- Set task
Multiply every x and y coordinate by 2.25 and round it to a whole number, with halves rounded up. Rewrite every line of the part of the items that opens with the line containing "Provide one marker per instance of the flower pot" and closes with the line containing "x=184, y=84", keeping all other text unchanged and covering only that part.

- Data listing
■ ■ ■ ■ ■ ■ ■

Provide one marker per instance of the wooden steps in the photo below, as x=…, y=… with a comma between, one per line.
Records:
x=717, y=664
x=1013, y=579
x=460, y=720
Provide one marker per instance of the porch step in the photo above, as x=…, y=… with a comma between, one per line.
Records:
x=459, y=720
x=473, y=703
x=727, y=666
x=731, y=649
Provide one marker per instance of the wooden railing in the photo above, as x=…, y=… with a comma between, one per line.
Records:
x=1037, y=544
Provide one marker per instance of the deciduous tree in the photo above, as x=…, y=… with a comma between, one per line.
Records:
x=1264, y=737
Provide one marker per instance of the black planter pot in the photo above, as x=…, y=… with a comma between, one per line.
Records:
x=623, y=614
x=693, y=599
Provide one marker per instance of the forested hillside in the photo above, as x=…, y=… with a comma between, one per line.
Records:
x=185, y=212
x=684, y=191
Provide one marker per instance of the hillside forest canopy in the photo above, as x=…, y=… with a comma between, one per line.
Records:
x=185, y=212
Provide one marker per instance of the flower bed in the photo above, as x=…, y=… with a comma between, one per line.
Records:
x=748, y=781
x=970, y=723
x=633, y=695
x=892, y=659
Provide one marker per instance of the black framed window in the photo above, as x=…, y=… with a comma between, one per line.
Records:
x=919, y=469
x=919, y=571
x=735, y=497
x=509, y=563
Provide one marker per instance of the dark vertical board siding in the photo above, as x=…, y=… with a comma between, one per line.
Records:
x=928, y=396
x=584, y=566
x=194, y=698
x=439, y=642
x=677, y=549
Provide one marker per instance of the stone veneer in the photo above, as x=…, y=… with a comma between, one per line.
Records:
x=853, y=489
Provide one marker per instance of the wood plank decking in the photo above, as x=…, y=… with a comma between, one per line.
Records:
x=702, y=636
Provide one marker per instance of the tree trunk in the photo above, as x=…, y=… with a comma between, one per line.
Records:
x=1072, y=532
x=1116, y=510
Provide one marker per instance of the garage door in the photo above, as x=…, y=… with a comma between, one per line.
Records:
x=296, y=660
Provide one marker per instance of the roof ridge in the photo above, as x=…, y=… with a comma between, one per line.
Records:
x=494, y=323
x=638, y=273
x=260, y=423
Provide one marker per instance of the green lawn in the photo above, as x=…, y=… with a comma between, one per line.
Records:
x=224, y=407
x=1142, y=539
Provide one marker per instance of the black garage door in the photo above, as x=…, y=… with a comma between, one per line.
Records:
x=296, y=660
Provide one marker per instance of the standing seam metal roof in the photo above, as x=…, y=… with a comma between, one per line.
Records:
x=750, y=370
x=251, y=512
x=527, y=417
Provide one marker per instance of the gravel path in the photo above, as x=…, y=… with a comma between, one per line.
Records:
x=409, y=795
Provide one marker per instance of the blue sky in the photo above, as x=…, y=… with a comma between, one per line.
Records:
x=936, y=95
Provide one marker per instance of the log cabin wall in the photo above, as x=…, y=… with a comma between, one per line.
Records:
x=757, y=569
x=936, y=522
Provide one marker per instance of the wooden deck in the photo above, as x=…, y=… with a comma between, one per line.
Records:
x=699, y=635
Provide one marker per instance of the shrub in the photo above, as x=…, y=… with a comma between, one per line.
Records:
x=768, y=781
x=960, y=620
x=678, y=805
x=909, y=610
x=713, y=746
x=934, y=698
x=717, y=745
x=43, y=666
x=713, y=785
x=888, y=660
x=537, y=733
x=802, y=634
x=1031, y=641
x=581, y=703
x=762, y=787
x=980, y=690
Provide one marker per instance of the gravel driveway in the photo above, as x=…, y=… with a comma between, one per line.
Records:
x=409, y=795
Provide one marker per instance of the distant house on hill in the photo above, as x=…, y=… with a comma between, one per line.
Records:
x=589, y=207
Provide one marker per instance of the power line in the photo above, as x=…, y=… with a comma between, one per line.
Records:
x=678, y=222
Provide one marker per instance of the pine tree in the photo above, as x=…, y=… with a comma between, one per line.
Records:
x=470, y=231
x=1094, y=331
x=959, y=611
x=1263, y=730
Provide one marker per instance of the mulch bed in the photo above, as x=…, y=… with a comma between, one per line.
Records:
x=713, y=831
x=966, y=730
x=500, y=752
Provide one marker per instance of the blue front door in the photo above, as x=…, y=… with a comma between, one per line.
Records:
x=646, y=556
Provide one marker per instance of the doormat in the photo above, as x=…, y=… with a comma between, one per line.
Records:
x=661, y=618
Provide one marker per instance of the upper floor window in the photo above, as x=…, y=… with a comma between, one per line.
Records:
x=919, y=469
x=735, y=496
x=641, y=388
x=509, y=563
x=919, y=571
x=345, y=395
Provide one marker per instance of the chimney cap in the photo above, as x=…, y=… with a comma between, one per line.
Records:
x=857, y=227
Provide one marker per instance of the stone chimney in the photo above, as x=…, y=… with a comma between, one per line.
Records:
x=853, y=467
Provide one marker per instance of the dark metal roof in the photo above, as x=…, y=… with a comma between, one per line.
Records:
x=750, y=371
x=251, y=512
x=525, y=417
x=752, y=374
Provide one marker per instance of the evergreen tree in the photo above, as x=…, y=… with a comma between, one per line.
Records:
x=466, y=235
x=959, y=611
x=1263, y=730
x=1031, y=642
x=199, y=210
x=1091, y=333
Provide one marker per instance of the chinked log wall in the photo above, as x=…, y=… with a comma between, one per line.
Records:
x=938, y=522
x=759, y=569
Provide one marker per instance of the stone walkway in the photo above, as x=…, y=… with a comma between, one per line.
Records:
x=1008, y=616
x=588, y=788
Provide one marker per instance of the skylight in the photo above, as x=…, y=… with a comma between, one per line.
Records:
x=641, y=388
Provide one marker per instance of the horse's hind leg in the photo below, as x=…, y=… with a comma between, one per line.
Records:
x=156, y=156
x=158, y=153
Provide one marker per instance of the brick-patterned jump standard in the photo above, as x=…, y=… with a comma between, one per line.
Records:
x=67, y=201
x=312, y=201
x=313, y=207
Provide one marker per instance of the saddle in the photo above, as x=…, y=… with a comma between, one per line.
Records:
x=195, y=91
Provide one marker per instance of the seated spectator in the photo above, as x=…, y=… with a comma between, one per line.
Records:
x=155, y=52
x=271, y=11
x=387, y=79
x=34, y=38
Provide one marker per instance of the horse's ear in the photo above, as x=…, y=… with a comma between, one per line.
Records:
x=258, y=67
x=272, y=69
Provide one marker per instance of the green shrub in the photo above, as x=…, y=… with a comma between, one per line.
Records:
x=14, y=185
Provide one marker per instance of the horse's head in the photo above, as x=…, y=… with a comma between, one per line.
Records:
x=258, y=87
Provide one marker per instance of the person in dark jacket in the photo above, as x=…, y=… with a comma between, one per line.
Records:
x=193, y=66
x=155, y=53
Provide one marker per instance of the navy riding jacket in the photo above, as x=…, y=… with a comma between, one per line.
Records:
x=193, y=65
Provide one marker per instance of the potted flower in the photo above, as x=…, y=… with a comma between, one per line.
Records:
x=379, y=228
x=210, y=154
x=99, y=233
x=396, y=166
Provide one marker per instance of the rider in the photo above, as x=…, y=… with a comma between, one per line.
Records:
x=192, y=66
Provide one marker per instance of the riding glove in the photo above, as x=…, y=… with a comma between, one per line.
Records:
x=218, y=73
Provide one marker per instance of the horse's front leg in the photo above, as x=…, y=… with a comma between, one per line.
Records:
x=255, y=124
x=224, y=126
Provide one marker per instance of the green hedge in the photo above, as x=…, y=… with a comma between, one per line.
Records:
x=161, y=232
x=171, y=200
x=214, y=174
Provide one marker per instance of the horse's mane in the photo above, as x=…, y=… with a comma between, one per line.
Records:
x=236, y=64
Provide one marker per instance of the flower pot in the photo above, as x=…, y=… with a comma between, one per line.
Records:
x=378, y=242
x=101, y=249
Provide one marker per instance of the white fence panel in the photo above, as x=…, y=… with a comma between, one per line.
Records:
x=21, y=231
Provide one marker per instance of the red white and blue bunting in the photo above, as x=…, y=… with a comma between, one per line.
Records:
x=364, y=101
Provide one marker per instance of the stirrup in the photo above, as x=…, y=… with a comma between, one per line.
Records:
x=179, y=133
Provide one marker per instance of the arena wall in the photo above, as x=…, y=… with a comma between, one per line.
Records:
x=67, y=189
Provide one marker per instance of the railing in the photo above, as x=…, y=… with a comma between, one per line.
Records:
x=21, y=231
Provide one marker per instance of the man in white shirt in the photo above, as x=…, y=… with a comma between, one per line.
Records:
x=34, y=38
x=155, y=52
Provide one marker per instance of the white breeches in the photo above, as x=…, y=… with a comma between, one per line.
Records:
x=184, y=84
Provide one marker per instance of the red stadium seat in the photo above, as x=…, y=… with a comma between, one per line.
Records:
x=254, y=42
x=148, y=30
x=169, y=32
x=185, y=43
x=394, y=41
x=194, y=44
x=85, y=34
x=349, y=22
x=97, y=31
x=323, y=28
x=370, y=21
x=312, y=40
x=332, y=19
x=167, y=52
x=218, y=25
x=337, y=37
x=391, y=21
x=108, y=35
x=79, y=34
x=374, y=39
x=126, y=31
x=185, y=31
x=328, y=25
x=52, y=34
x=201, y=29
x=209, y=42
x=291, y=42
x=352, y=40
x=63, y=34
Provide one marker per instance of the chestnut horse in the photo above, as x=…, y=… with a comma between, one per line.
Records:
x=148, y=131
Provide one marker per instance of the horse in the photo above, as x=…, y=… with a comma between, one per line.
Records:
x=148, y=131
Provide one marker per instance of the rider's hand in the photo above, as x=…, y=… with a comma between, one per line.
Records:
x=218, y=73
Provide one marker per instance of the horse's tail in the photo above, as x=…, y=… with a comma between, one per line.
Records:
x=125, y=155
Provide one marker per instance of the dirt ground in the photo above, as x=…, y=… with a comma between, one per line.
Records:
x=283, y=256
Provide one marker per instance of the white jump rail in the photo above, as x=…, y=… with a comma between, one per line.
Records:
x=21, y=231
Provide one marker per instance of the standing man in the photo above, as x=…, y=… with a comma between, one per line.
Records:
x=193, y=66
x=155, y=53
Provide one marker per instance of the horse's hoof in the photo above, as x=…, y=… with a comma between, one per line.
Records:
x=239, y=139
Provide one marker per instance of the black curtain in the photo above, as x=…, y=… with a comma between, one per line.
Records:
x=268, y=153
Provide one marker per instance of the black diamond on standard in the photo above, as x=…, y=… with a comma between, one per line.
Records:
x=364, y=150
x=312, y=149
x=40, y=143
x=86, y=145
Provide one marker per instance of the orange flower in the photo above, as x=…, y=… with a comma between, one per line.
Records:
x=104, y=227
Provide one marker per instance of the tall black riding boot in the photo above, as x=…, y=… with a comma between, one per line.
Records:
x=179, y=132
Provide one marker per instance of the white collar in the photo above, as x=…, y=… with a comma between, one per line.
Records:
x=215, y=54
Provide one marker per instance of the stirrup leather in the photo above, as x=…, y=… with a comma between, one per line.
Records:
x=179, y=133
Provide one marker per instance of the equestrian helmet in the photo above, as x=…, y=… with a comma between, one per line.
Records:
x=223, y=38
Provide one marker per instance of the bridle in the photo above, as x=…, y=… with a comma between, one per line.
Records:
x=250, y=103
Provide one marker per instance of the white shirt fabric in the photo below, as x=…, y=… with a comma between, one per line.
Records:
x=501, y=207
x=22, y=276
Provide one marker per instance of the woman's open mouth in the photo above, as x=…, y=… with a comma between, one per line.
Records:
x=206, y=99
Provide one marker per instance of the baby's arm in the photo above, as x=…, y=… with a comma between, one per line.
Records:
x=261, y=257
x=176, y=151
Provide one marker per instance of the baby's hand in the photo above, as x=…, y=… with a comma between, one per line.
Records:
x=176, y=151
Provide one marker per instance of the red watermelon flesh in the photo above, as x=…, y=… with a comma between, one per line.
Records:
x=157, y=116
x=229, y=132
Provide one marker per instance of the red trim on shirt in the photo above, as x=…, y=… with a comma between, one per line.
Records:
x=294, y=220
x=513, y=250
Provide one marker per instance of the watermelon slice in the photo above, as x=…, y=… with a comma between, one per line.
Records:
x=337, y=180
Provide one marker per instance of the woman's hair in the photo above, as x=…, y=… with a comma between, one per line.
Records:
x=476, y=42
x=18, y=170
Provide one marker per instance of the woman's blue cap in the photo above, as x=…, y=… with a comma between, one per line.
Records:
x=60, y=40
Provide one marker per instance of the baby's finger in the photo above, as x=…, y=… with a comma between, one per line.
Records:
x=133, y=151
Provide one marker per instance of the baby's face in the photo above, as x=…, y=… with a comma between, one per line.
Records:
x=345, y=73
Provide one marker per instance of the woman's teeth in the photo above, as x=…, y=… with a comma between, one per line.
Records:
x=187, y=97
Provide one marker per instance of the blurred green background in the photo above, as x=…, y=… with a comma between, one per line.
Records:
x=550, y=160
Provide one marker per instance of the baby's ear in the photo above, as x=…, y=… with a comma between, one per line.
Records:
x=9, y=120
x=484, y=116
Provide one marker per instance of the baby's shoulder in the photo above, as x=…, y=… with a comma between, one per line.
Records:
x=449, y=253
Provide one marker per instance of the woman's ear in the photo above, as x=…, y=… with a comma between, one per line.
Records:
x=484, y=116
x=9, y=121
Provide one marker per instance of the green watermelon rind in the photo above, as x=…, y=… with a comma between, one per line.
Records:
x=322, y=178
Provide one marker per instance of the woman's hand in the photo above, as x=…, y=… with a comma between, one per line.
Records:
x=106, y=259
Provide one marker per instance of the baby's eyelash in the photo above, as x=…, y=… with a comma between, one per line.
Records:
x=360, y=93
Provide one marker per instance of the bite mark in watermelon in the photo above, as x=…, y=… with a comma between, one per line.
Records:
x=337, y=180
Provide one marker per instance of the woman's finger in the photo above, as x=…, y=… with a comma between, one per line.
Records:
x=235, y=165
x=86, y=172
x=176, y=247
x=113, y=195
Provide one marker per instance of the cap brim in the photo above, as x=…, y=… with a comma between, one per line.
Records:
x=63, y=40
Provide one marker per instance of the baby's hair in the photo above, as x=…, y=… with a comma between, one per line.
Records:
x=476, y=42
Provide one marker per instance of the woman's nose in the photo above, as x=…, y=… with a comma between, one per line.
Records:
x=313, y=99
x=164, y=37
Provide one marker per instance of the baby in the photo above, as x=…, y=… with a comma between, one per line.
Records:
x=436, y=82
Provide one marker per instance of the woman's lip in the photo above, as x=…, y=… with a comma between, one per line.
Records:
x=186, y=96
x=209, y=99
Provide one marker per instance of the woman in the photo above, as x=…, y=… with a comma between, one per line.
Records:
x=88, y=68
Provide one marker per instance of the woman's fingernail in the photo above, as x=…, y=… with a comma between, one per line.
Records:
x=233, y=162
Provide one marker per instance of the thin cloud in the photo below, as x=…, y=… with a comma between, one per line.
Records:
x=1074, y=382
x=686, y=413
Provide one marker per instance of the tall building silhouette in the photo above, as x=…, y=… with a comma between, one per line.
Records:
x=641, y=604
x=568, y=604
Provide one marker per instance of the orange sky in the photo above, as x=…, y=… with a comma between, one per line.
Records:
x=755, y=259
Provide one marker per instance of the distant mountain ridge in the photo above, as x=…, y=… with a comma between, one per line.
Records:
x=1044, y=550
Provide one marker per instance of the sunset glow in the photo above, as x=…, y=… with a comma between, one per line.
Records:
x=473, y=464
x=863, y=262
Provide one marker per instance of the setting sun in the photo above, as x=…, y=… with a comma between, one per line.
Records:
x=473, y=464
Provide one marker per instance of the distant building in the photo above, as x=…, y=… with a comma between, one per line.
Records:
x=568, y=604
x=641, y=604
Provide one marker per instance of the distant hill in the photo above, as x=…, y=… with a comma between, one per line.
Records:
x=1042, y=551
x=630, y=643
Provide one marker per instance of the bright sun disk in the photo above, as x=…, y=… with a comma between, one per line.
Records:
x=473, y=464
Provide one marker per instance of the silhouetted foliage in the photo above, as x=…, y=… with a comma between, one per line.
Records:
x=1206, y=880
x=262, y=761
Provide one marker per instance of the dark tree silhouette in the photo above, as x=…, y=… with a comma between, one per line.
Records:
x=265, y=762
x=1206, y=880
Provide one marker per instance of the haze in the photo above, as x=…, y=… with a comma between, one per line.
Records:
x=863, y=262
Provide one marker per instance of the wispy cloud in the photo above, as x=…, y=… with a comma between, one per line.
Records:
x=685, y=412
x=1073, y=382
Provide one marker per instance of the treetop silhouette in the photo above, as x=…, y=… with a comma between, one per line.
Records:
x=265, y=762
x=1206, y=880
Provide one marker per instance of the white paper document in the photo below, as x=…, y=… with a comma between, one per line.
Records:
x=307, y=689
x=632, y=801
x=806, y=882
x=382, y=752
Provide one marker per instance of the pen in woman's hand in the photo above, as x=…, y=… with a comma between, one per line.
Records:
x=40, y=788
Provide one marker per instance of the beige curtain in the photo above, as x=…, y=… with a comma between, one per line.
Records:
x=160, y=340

■ ■ ■ ■ ■ ■ ■

- Finished task
Provide one marker per instance of the flower pot in the photo above, as x=…, y=… with a comma between, one per line.
Records:
x=851, y=545
x=227, y=560
Provide one marker per instance of the white fence panel in the photo above, as x=…, y=… with a comma between, one per line.
Records:
x=47, y=520
Provide one marker per instance of the red white and blue bunting in the photo above, as x=…, y=… with a comma between, one per line.
Records:
x=819, y=227
Provide one marker per instance of the stirrup in the photo above, as x=…, y=… with a comma between, one per line.
Records:
x=403, y=299
Provide one marker per instance of the arena wall in the photo above, as x=…, y=… with a comma between, one per line.
Records:
x=151, y=425
Provide one marker per instance of the railing in the photo above, as x=…, y=… with a comma between, one per line.
Records:
x=47, y=520
Provide one marker per instance of the man in white shirt in the photo above, as x=…, y=… with a comma between, one per line.
Records:
x=77, y=86
x=349, y=117
Provide one marker per instance of the white breeches in the photo above, as x=…, y=… with a comma between, one per line.
Records:
x=414, y=189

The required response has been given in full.